Restate each of the lines given below, word for word.

========

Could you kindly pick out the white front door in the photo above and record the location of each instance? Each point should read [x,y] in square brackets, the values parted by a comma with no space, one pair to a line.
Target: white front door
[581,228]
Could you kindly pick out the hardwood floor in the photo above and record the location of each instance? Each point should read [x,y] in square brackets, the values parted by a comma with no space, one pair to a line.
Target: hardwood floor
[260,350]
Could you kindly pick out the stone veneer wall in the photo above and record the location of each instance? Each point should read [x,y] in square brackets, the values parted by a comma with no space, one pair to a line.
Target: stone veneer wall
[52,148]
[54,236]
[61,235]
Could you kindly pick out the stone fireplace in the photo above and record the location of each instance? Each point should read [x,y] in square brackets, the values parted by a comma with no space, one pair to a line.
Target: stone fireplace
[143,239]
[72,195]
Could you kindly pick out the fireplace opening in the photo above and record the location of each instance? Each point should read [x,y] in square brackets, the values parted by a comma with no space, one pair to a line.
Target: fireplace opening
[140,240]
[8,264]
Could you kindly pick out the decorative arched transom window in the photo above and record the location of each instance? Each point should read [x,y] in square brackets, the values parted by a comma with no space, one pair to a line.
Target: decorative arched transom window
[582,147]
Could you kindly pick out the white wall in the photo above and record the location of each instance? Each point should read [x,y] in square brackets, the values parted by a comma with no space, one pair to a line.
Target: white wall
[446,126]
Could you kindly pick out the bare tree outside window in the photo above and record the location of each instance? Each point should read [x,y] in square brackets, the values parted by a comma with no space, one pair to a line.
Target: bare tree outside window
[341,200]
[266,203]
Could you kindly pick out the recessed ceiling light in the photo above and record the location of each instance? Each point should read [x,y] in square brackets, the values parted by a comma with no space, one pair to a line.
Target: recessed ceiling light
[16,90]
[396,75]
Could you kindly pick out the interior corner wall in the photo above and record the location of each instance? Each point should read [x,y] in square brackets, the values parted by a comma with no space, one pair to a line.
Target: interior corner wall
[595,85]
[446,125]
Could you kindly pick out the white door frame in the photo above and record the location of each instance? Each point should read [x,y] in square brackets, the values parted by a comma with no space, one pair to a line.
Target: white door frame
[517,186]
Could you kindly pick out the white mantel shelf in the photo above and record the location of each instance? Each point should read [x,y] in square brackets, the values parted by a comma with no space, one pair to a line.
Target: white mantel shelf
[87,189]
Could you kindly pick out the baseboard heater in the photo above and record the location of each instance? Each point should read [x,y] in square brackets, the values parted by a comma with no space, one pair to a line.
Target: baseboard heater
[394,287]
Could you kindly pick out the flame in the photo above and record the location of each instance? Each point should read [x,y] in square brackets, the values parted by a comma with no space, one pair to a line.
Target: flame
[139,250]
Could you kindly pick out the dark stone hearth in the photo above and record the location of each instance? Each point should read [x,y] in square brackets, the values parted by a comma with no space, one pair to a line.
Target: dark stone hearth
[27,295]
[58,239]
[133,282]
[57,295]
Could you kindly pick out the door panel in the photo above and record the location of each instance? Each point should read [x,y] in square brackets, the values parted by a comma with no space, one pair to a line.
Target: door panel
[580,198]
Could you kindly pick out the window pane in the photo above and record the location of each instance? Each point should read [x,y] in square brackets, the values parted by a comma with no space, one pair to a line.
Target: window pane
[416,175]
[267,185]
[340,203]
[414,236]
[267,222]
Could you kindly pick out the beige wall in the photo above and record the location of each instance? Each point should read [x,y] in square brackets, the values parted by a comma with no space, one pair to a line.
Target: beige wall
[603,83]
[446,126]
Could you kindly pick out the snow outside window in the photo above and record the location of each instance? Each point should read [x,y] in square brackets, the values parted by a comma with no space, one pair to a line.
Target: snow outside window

========

[Full response]:
Could you kindly pick out the white front door in the photo above and record the location of each instance? Each point should read [x,y] in square brackets, the values parted by a comma with no space, one pair to a line.
Target: white front door
[581,228]
Could you kindly pick out the hardwood floor in the photo above and record the location of each instance? Each point should read [x,y] in square brackets, the values parted by a comma with no space, one pair to a line.
Target: hardwood floor
[260,350]
Could you kindly pick out the stone veneer wall in the photo above and record the location of each instance? Each point should read [x,y] in square brackets, the values parted by a comma with no space, one pair to a line.
Target: stone veneer wall
[52,148]
[54,236]
[61,235]
Could you kindly pick out the stone fireplace in the photo above and record the location of each instance? Each point should read [x,y] in square brackets, the values parted by a comma with no space, one pair to a line.
Target: stone fireplace
[143,239]
[72,195]
Could you kindly pick out the fireplace opening in the photo above and record the location of each instance? Each point should read [x,y] in square brackets, the values parted by a comma with no space, one pair to a line.
Target: fireplace opening
[140,240]
[8,264]
Could you kindly pick out the decorative arched transom window in the photo above and record the location of each instance? Each point should read [x,y] in square brackets, the values parted by a comma with no space, one pair to a line.
Target: decorative arched transom window
[582,147]
Could you kindly pick out the white wall in the photo above and record the location of each instance? Each point should read [x,y] in square brackets, the values parted by a comma with no space, one pair to a line.
Target: white wall
[446,126]
Could you kindly pick out the bare tree outside window in the photo above and record the location of each instance? Each point should read [x,y] in square brackets, the values parted by a comma with no space, one pair to a line.
Target: bare tree outside window
[341,200]
[266,203]
Could you kindly pick out the recessed ceiling light in the photo above and record the location of each instance? Each point should read [x,y] in square brackets, the values parted by a comma with no space, one pair to a line.
Target: recessed ceiling light
[16,90]
[396,75]
Could you kindly pick out the interior corner wall in the photo above and record the location of each instance? Each point should read [x,y] in square brackets, the values parted by a comma with no space, one pair to a line.
Target: interior corner wall
[595,85]
[446,125]
Could you kindly pick out the white door frame in the photo above and record the location of each instance? Each point should read [x,y] in square brackets, the values parted by a comma with no space, one pair to a line.
Target: white door frame
[517,186]
Could you kindly pick out the white mantel shelf in the photo above and record the location of each instance? Each point should read [x,y] in square brackets, the values parted by a comma with no space, one pair to a line.
Target: white mantel shelf
[87,189]
Could you kindly pick out the baseboard heater in the photo above and record the location of each instance? Each point should read [x,y] in square brackets, the values parted by a comma with no space, one pair to a line.
Target: baseboard heater
[394,287]
Could you kindly pick out the flame in the photo above and record the location of each instance? Each point should read [x,y] in square brackets, the values parted by a comma with no space, one pair to a line.
Target: flame
[139,250]
Could you kindly pick out the dark stone hearth in the photo above and record the location of each instance? Each point should read [x,y] in square brackets, the values parted by a comma with no space, one pair to a line.
Target: dark stone hearth
[27,295]
[58,239]
[133,282]
[57,295]
Could you kindly pick out the door panel in the photo above and record the location of each instance? Each point should read [x,y] in square brackets, the values parted by a comma with no space, one pair to a line.
Target: door panel
[580,198]
Could you kindly pick out the window pane in the photo above and record the location of each instance? Each point should read [x,y] in square brackets, the values parted by a comma with no space, one pair to a line.
Target: window pane
[416,175]
[267,185]
[340,203]
[414,236]
[267,222]
Could you kindly pick out the beige wall in the photo above and record the location of each instance? Each point should read [x,y] in square brackets, the values parted by a comma with no space, one pair to a line.
Target: beige wall
[603,83]
[446,126]
Could you kindly pick out the snow outside window in the photo above and record the location of each instance? Each point should read [x,y] in square brackets, the values parted by a comma with no space, one pair to a line.
Target: snow outside window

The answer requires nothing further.